Extracted records ▸
..........
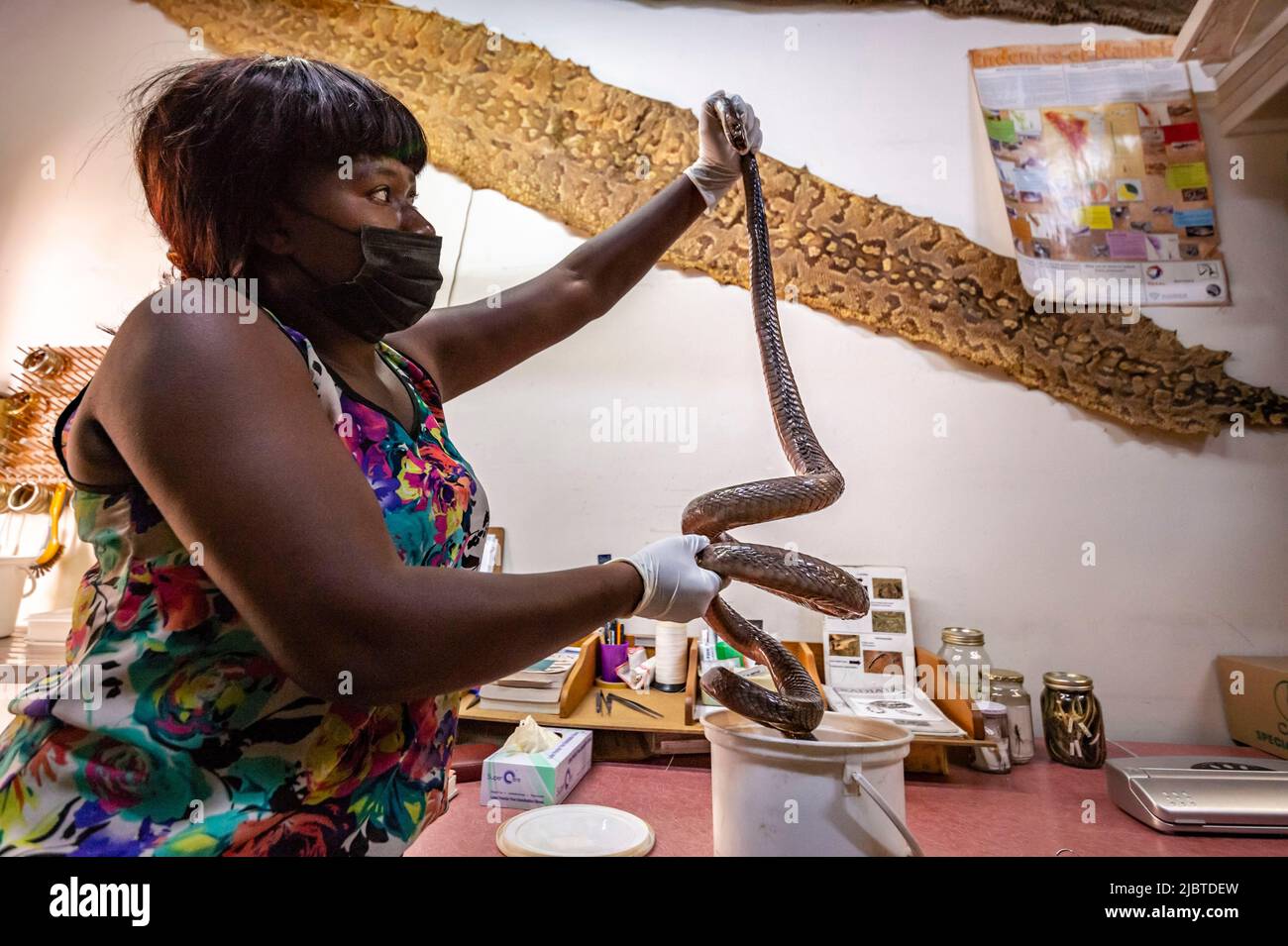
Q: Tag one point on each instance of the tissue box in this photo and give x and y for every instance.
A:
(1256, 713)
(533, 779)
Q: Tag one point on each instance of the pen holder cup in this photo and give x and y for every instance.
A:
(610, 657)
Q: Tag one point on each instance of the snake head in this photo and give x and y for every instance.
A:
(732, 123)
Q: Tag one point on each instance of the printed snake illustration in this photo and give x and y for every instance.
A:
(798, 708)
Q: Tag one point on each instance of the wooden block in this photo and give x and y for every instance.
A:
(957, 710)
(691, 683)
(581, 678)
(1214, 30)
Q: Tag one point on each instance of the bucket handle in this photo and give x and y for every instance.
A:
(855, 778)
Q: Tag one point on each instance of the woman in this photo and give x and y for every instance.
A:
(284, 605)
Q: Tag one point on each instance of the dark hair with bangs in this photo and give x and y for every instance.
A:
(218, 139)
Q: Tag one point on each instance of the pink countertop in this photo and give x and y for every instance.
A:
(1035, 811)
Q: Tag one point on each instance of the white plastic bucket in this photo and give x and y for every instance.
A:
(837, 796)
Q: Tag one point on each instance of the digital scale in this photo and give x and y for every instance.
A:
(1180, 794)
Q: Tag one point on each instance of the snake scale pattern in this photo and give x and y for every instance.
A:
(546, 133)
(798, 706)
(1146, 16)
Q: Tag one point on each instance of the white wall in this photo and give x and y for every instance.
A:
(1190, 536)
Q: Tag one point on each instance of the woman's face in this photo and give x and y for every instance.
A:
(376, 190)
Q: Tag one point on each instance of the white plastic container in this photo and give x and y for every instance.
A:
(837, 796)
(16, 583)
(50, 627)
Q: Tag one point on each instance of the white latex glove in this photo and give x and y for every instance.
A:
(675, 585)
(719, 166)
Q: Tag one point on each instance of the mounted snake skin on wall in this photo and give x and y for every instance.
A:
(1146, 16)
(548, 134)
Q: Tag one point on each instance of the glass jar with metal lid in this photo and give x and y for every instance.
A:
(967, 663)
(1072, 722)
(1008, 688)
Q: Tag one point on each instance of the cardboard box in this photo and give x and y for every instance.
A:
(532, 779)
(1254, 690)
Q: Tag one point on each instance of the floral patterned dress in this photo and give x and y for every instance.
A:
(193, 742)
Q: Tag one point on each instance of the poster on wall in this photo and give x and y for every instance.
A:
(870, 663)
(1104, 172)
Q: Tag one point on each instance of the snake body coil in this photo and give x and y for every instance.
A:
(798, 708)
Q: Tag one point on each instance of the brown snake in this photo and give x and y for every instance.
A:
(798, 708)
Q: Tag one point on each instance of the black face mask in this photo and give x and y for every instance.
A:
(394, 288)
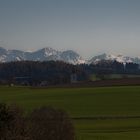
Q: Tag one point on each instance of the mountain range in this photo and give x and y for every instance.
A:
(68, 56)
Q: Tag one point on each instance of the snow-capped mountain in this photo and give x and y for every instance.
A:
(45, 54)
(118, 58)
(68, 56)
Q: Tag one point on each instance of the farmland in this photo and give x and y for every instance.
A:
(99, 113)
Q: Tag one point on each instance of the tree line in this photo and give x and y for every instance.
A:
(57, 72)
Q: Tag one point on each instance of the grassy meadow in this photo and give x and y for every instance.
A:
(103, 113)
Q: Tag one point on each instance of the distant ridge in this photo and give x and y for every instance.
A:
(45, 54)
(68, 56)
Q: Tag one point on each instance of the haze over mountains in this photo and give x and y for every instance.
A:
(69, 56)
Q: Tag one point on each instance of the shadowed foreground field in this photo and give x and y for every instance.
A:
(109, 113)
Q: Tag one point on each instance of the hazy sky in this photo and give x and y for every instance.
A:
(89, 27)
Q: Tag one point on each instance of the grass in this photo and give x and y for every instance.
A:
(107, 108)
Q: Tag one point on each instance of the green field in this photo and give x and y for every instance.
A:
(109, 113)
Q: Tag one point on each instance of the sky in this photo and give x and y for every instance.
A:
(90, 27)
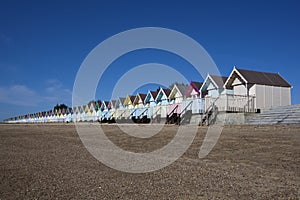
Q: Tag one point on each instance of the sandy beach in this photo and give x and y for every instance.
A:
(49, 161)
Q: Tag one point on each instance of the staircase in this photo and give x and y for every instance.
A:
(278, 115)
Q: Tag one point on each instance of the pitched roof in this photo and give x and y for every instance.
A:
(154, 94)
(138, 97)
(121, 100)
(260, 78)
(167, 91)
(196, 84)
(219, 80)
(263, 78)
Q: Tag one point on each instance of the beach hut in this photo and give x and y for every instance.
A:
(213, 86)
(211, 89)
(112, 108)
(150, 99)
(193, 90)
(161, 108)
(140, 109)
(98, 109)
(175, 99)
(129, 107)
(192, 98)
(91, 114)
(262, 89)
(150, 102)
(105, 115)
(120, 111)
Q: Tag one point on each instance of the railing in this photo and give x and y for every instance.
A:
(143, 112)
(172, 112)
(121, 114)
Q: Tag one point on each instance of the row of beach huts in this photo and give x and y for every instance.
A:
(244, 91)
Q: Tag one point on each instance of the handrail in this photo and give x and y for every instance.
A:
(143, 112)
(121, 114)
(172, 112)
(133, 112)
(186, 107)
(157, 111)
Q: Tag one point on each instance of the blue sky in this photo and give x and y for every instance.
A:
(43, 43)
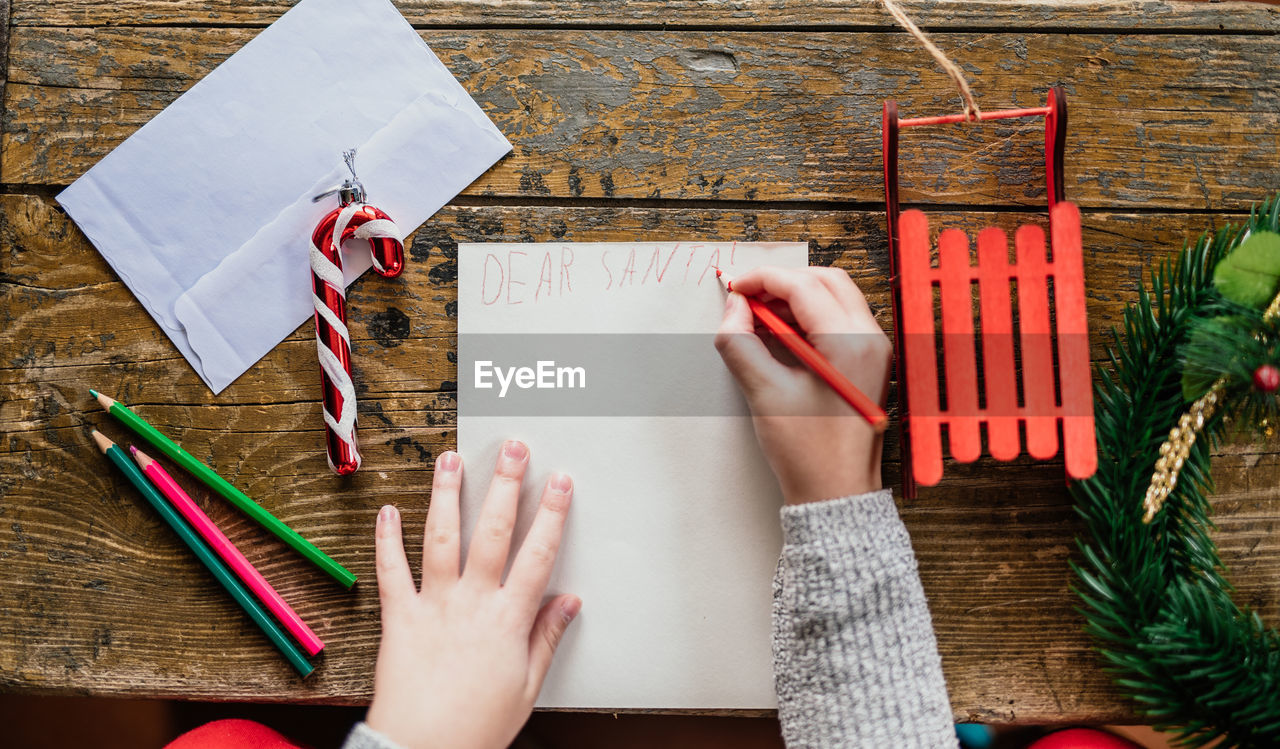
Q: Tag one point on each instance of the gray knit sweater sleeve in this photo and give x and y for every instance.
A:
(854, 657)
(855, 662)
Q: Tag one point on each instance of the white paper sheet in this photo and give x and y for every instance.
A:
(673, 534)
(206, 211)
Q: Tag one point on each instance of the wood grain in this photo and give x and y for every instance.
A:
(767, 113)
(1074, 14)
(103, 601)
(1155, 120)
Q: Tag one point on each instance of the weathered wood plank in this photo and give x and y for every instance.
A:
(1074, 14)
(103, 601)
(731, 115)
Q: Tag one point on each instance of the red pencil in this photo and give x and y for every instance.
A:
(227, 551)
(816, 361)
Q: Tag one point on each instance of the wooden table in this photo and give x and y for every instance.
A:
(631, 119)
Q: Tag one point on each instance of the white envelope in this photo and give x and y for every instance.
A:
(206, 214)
..........
Given exercise ▸ Drop the images and quote the entries word for word.

Task result ▸
Q: Tag one point on each instance of the tissue box in this photo and give x and y for every instance.
A:
(1256, 713)
(533, 779)
Q: Tag one point on each instance of the pen holder cup in this photo and give x and y for every instance.
A:
(610, 657)
Q: Tag one point on each instance of the snake head in this photo and give x and y for every instance.
A:
(732, 123)
Q: Tag one point on each instance of the printed snake illustration in this photo and give x and y for every instance.
A:
(798, 708)
Q: Tag one point on each instance of the wooden block in this photo and give x and y for every instance.
A:
(957, 710)
(691, 683)
(581, 678)
(1214, 30)
Q: Tag one point on each instance of the bucket handle in this photo and give x and y for every instance.
A:
(855, 778)
Q: Tag one point on each instance of the woman in this photo and give x and y for every instance.
A:
(284, 605)
Q: Tag one point on each instance of the dark hair with bangs in this photo and give x and y for every instance.
A:
(218, 139)
Q: Tag one point on each instance of the pink countertop in this photo and give x and y for every instance.
A:
(1035, 811)
Q: Tag one point on each instance of the white plastic bucket in this photo and give x and y for every instance.
A:
(837, 796)
Q: Tag one point on each instance of the digital scale in this photo and give x and y for every instance.
A:
(1180, 794)
Q: Tag one point on each instance of the snake scale pattern in this photo and give x and y for every instance.
A:
(546, 133)
(798, 706)
(1146, 16)
Q: Tag one point on each instance of the white wall in this photo and give x and y for every instance.
A:
(1190, 536)
Q: Tag one point on each instance of the woman's face in this photo and give x and y for every instance.
A:
(376, 190)
Q: Tag one point on each instance of the white plastic container in this photo and give x and y for every instance.
A:
(837, 796)
(16, 583)
(50, 627)
Q: Tag one point on each instance of the white latex glove in this photo and give x and y for every instance.
A:
(675, 585)
(719, 166)
Q: Tag one point on each instance of the mounted snake skin on wall in this photo and give x and y for every instance.
A:
(1146, 16)
(548, 134)
Q: Tag one point on each instance of the glass jar with metal lid in this photo and give x and y for every instance.
A:
(967, 663)
(1072, 722)
(1008, 688)
Q: Tag one point on each instance of the cardboard box in this photo and give x and y for every instance.
A:
(532, 779)
(1254, 690)
Q: Tag one point on each instance of the floral patterned dress in this photo and give x and y for every instance.
A:
(193, 742)
Q: Tag one point on each instance of the poster on wall in this photo and give x and y for every instance.
A:
(870, 663)
(1104, 172)
Q: Tag one point on each instance of the snake body coil in this photo and give x and y for every instance.
A:
(798, 708)
Q: Tag one point on each instance of the brown snake in this photo and give x and y for every instance.
A:
(798, 708)
Q: Tag one point on each instance of the black face mask in this photo and give x and y for every instance.
A:
(394, 288)
Q: Tag one point on each instance of the mountain range in this photo and give x and y for every instance.
A:
(68, 56)
Q: Tag one point on each instance of the snow-capped mountain in this photo and give x and y for every instance.
A:
(45, 54)
(118, 58)
(68, 56)
Q: Tag one point on each instance of the farmland in this photo and give x and y for every instance.
A:
(99, 113)
Q: Tag one point on each instance of the tree line in this photo and give x and y for every instance.
A:
(57, 72)
Q: Tag one point on each instance of the grassy meadow in this photo and give x and y for every instance.
A:
(103, 113)
Q: Tag one point on each instance of the distant ridge in this photo and give x and y for every instance.
A:
(45, 54)
(68, 56)
Q: Tag one point on each instance of the haze over mountains in this photo and give x and y for every instance.
A:
(69, 56)
Q: Tag one point on each instance of the shadowed foreground field in this photo and give x and y for every instance.
A:
(109, 113)
Q: Tag one point on each instance of the hazy sky in this photo and give x and y for every instance.
A:
(89, 27)
Q: Tag one point on each instance of the grass in this photo and give x and y for every instance.
A:
(107, 108)
Q: Tag one point on each instance of the green field in this photo and give x and y for every instance.
A:
(109, 113)
Q: Tag one point on each instance of the sky in this photo and give x and y for every instance.
A:
(90, 27)
Q: Tag one point on each instance of the sandy beach in this photo and give x and y for every instance.
A:
(49, 161)
Q: Tag one point on each instance of the staircase in this photo and give x and y for every instance.
A:
(278, 115)
Q: Tag one point on each instance of the pitched roof in this photo and give x and y for every instance.
A:
(154, 94)
(138, 97)
(121, 100)
(260, 78)
(167, 91)
(196, 84)
(219, 80)
(263, 78)
Q: Tag one point on each instance of the beach hut in this photo and give x and y for every instance.
A:
(213, 86)
(211, 89)
(112, 108)
(150, 99)
(193, 90)
(161, 108)
(140, 109)
(98, 109)
(175, 99)
(129, 107)
(192, 98)
(91, 114)
(262, 89)
(150, 102)
(105, 115)
(120, 111)
Q: Tag one point on each instance of the railing in this photo and give x and y for every instance.
A:
(143, 112)
(172, 112)
(121, 114)
Q: Tag one point on each instance of the row of beach huts in this photo and give x and y for every instance.
A:
(244, 91)
Q: Tag one point on each instance of the handrail in this photo and give x and y for every instance.
A:
(143, 112)
(121, 114)
(172, 112)
(133, 112)
(186, 107)
(157, 111)
Q: Tag one point on each instance of the blue sky in this photo and give x and y for every instance.
A:
(43, 43)
Q: Tag one point on each instance of the gray knit sweater sleeve in this photo and give x and y for every instance.
A:
(854, 657)
(855, 662)
Q: Tag one point on each instance of the white paper sheet in this photo and give x and y for every instance.
A:
(673, 534)
(206, 211)
Q: Tag one point on each instance of the wood grain in this photo and give x and y for every instance.
A:
(767, 113)
(1074, 14)
(103, 601)
(1155, 120)
Q: Tag one point on each instance of the weathered wood plank in this photo and give x and y for every instance.
A:
(1074, 14)
(103, 601)
(731, 115)
Q: Tag one point on each instance of the red pencil in this photo and give x and y for every instance.
A:
(227, 551)
(816, 361)
Q: Tag one point on each instance of the wooden table in this photo and give x and y for every instance.
A:
(631, 119)
Q: Tag one point on each instance of the white envelope in this photo and give x and y for every instance.
A:
(206, 214)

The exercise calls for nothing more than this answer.